(Блок данных)
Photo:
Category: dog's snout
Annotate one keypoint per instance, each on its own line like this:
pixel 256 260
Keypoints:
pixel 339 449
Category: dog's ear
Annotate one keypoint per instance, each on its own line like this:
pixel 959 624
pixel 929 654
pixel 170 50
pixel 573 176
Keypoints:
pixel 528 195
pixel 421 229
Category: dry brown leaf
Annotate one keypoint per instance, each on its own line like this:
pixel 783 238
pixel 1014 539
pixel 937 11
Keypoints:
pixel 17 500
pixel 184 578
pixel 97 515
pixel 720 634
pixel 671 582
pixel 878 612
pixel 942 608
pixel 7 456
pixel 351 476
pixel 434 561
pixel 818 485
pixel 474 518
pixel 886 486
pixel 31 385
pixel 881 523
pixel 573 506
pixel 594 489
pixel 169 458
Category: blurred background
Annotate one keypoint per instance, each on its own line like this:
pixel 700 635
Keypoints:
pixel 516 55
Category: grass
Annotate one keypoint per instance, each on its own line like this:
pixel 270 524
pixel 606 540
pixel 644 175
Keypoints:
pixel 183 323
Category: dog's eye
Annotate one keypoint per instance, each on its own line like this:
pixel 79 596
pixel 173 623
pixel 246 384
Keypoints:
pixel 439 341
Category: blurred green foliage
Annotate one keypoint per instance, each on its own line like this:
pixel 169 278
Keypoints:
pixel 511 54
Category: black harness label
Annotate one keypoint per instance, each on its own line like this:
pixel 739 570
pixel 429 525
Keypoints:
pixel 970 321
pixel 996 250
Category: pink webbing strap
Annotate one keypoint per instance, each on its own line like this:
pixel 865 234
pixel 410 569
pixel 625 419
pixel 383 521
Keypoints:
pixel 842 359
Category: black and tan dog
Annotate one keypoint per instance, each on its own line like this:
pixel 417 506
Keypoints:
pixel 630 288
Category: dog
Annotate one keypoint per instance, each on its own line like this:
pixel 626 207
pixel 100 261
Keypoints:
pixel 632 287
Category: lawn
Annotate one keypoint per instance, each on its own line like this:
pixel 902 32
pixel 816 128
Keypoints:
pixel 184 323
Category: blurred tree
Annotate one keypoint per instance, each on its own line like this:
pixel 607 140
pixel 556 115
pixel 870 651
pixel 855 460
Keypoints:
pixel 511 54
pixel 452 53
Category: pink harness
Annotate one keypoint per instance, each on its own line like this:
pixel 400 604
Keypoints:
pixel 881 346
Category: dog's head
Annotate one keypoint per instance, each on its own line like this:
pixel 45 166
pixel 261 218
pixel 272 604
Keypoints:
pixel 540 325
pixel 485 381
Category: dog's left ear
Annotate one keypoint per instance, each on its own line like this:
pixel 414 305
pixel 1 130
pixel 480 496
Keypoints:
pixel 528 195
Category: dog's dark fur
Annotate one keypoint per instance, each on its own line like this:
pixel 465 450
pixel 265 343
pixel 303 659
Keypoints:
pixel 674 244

> Письменное задание: Представьте все строки блока в виде таблицы Markdown с двумя столбцами: «Номер» (порядковый номер строки) и «Строка» (сама строка). Пустые строки при этом пропустите.

> Ответ на задание:
| Номер | Строка |
|---|---|
| 1 | Photo: |
| 2 | Category: dog's snout |
| 3 | Annotate one keypoint per instance, each on its own line like this: |
| 4 | pixel 256 260 |
| 5 | Keypoints: |
| 6 | pixel 339 449 |
| 7 | Category: dog's ear |
| 8 | Annotate one keypoint per instance, each on its own line like this: |
| 9 | pixel 959 624 |
| 10 | pixel 929 654 |
| 11 | pixel 170 50 |
| 12 | pixel 573 176 |
| 13 | Keypoints: |
| 14 | pixel 528 195 |
| 15 | pixel 421 229 |
| 16 | Category: dry brown leaf |
| 17 | Annotate one keypoint per instance, each on its own line like this: |
| 18 | pixel 783 238 |
| 19 | pixel 1014 539 |
| 20 | pixel 937 11 |
| 21 | Keypoints: |
| 22 | pixel 17 500 |
| 23 | pixel 184 578 |
| 24 | pixel 97 515 |
| 25 | pixel 720 634 |
| 26 | pixel 671 582 |
| 27 | pixel 878 612 |
| 28 | pixel 942 608 |
| 29 | pixel 7 456 |
| 30 | pixel 351 476 |
| 31 | pixel 434 561 |
| 32 | pixel 818 485 |
| 33 | pixel 474 518 |
| 34 | pixel 886 486 |
| 35 | pixel 31 385 |
| 36 | pixel 881 523 |
| 37 | pixel 573 506 |
| 38 | pixel 594 489 |
| 39 | pixel 169 458 |
| 40 | Category: blurred background |
| 41 | Annotate one keypoint per instance, each on its own line like this: |
| 42 | pixel 700 635 |
| 43 | Keypoints: |
| 44 | pixel 516 55 |
| 45 | Category: grass |
| 46 | Annotate one keypoint per instance, each on its own line like this: |
| 47 | pixel 270 524 |
| 48 | pixel 606 540 |
| 49 | pixel 644 175 |
| 50 | Keypoints: |
| 51 | pixel 183 323 |
| 52 | Category: dog's eye |
| 53 | Annotate one keypoint per instance, each on its own line like this: |
| 54 | pixel 79 596 |
| 55 | pixel 173 623 |
| 56 | pixel 246 384 |
| 57 | Keypoints: |
| 58 | pixel 439 341 |
| 59 | Category: blurred green foliage |
| 60 | Annotate one keypoint per instance, each on its own line like this: |
| 61 | pixel 169 278 |
| 62 | Keypoints: |
| 63 | pixel 511 54 |
| 64 | Category: black harness label |
| 65 | Annotate one keypoint per instance, each on its own line like this: |
| 66 | pixel 739 570 |
| 67 | pixel 429 525 |
| 68 | Keypoints: |
| 69 | pixel 970 321 |
| 70 | pixel 996 250 |
| 71 | Category: pink webbing strap |
| 72 | Annotate one keypoint per instance, each on its own line like this: |
| 73 | pixel 865 234 |
| 74 | pixel 410 569 |
| 75 | pixel 625 419 |
| 76 | pixel 383 521 |
| 77 | Keypoints: |
| 78 | pixel 842 359 |
| 79 | Category: black and tan dog |
| 80 | Annotate one keypoint per instance, each on its own line like this: |
| 81 | pixel 417 506 |
| 82 | Keypoints: |
| 83 | pixel 630 288 |
| 84 | Category: dog |
| 85 | Annotate one keypoint per instance, each on its own line like this: |
| 86 | pixel 626 207 |
| 87 | pixel 100 261 |
| 88 | Keypoints: |
| 89 | pixel 632 287 |
| 90 | Category: lawn |
| 91 | Annotate one keypoint per instance, each on its own line like this: |
| 92 | pixel 902 32 |
| 93 | pixel 816 128 |
| 94 | Keypoints: |
| 95 | pixel 184 323 |
| 96 | Category: blurred tree |
| 97 | Annotate one keypoint per instance, each on its own line like this: |
| 98 | pixel 607 140 |
| 99 | pixel 556 115 |
| 100 | pixel 870 651 |
| 101 | pixel 855 460 |
| 102 | Keypoints: |
| 103 | pixel 511 54 |
| 104 | pixel 452 53 |
| 105 | Category: pink harness |
| 106 | Annotate one keypoint per instance, each on its own line like this: |
| 107 | pixel 400 604 |
| 108 | Keypoints: |
| 109 | pixel 881 346 |
| 110 | Category: dog's head |
| 111 | Annotate one keypoint per instance, each on its own line like this: |
| 112 | pixel 45 166 |
| 113 | pixel 261 218 |
| 114 | pixel 272 604 |
| 115 | Keypoints: |
| 116 | pixel 540 325 |
| 117 | pixel 485 381 |
| 118 | Category: dog's left ear |
| 119 | Annotate one keypoint per instance, each on its own line like this: |
| 120 | pixel 414 305 |
| 121 | pixel 1 130 |
| 122 | pixel 480 496 |
| 123 | Keypoints: |
| 124 | pixel 528 195 |
| 125 | Category: dog's dark fur |
| 126 | Annotate one keypoint per instance, each on its own line like this: |
| 127 | pixel 465 450 |
| 128 | pixel 265 343 |
| 129 | pixel 303 659 |
| 130 | Keypoints: |
| 131 | pixel 674 244 |